- **WHAT THE EXERCISE ASKS**:
Everything from the line containing "Target: black star ornament" down to the last line of the entries below must be transcribed exactly, and nothing else.

Start of DATA FOR THE TASK

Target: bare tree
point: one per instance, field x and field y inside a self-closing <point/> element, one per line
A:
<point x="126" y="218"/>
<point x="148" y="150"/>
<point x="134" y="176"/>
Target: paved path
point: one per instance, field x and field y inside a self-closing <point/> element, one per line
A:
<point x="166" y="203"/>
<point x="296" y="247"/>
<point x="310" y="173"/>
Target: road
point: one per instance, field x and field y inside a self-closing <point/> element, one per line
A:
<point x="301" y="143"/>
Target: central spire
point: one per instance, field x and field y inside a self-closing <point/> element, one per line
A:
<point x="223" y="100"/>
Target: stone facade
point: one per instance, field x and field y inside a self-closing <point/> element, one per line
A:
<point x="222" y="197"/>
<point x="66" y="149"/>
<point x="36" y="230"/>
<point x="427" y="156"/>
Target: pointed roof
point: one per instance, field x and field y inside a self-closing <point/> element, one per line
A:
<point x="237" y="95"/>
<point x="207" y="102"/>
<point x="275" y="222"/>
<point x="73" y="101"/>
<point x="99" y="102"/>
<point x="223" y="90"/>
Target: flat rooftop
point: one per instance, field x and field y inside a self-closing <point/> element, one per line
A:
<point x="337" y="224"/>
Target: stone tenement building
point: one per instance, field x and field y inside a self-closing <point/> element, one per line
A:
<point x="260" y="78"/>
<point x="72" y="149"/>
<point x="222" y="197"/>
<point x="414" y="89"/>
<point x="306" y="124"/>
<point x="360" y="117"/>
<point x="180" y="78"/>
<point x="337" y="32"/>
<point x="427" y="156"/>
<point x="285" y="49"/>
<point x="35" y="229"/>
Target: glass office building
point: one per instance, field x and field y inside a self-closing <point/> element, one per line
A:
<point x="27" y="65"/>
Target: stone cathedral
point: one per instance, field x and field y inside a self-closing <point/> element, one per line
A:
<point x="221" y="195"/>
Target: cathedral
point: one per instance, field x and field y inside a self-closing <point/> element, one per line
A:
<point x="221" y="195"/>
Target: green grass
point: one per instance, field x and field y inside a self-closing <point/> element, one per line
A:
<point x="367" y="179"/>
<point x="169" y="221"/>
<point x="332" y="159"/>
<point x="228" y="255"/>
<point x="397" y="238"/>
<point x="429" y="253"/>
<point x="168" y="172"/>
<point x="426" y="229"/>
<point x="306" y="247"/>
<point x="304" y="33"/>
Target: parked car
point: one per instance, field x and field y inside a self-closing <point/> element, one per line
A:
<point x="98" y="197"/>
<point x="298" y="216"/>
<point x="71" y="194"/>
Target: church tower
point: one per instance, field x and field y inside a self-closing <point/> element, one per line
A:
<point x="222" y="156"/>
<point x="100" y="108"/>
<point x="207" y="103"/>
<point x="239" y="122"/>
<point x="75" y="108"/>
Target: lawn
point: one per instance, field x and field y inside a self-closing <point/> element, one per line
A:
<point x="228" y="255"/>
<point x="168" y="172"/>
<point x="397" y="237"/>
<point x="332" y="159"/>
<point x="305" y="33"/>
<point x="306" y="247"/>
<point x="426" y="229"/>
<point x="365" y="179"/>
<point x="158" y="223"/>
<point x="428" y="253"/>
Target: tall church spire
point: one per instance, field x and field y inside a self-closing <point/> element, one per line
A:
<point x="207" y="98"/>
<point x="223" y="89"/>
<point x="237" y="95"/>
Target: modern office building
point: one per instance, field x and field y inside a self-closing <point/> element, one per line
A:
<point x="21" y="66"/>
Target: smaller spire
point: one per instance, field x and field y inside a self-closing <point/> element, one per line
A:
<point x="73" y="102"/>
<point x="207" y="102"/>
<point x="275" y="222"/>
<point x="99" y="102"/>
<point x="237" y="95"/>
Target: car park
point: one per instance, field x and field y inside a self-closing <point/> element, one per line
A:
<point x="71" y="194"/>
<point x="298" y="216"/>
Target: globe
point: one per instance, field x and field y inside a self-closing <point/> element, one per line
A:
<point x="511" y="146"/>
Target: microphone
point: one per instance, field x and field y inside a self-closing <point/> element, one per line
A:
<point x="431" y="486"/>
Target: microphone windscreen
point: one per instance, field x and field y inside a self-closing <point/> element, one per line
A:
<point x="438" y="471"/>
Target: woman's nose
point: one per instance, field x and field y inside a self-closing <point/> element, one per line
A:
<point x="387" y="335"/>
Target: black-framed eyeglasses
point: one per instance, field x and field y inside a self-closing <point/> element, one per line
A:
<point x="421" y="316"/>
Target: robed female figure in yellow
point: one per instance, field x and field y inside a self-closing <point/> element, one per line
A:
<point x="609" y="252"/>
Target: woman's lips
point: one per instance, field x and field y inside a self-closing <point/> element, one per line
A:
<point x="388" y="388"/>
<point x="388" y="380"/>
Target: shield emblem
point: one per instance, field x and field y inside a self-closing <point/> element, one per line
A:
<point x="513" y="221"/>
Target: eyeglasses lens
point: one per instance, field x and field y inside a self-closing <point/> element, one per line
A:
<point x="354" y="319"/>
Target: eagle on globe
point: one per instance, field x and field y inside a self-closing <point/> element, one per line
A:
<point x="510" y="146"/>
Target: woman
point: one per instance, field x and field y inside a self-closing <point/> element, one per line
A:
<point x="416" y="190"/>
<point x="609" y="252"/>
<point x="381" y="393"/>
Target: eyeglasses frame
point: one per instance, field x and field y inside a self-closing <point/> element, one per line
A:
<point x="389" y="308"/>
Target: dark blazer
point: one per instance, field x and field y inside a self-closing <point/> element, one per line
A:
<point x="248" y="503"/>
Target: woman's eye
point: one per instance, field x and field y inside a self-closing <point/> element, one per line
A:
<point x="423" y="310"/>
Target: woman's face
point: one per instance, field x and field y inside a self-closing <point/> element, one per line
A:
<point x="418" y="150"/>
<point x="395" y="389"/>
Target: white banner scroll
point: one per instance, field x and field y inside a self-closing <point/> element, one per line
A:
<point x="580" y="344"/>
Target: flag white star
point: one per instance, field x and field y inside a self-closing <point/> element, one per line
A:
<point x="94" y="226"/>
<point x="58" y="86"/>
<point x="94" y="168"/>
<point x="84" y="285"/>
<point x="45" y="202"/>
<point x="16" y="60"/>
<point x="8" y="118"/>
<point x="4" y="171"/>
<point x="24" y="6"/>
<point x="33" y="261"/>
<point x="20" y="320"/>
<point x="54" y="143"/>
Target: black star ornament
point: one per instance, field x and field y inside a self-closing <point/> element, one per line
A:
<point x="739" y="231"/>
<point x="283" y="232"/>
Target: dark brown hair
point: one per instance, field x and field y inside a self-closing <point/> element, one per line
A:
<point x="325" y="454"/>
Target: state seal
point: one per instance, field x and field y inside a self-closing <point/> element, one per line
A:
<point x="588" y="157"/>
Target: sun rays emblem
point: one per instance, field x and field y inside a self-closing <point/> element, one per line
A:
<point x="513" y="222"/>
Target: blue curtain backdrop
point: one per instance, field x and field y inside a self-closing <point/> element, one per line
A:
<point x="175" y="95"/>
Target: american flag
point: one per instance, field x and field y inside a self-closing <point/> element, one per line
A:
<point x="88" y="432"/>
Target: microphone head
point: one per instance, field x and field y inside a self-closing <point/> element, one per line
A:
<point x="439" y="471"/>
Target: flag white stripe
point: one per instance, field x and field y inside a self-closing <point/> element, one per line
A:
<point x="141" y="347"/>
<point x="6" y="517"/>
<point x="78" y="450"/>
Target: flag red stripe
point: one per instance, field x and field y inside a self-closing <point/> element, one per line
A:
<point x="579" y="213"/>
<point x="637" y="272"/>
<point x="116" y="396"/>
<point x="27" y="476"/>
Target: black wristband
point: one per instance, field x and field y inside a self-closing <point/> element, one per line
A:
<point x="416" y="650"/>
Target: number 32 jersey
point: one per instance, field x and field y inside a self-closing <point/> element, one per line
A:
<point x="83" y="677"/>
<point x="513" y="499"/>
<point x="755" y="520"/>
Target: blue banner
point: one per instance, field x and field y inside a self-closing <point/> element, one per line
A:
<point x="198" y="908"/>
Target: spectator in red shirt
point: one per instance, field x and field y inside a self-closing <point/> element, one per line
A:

End of DATA FOR THE TASK

- **ANSWER TO THIS PROBLEM**:
Target: black star ornament
point: one per instance, field x and field y inside a self-closing <point/> element, one per line
A:
<point x="739" y="231"/>
<point x="283" y="232"/>
Target: dark brown hair
point: one per instance, field x and field y inside a self-closing <point/> element, one per line
A:
<point x="325" y="454"/>
Target: state seal
point: one per instance, field x and field y inside a self-closing <point/> element, one per line
A:
<point x="588" y="157"/>
Target: sun rays emblem
point: one per instance, field x and field y inside a self-closing <point/> element, one per line
A:
<point x="513" y="222"/>
Target: blue curtain backdrop
point: one per instance, field x and field y inside a self-closing <point/> element, one per line
A:
<point x="175" y="95"/>
Target: american flag
point: one per instance, field x and field y inside a self-closing <point/> element, one per line
A:
<point x="88" y="432"/>
Target: microphone head
point: one per instance, field x and field y inside a self-closing <point/> element, one per line
A:
<point x="439" y="471"/>
Target: flag white stripe
point: one per instance, field x and field y inside a self-closing <point/> element, one per line
A:
<point x="141" y="347"/>
<point x="6" y="517"/>
<point x="78" y="450"/>
Target: flag red stripe
point: one per instance, field x and field y inside a self-closing <point/> element, one per line
A:
<point x="579" y="213"/>
<point x="637" y="272"/>
<point x="116" y="396"/>
<point x="27" y="476"/>
Target: black wristband
point: one per instance, field x and field y inside a self-closing <point/> element, one per line
A:
<point x="416" y="650"/>
Target: number 32 jersey
point: one per instance, field x and field y inside a self-closing <point/> element, one per line
A:
<point x="83" y="677"/>
<point x="513" y="499"/>
<point x="755" y="520"/>
Target: blue banner
point: one per instance, field x and field y inside a self-closing <point/> element, one per line
A:
<point x="198" y="908"/>
Target: spectator in red shirt
point: one per instance, field x and field y inside a self-closing <point/> element, one per line
A:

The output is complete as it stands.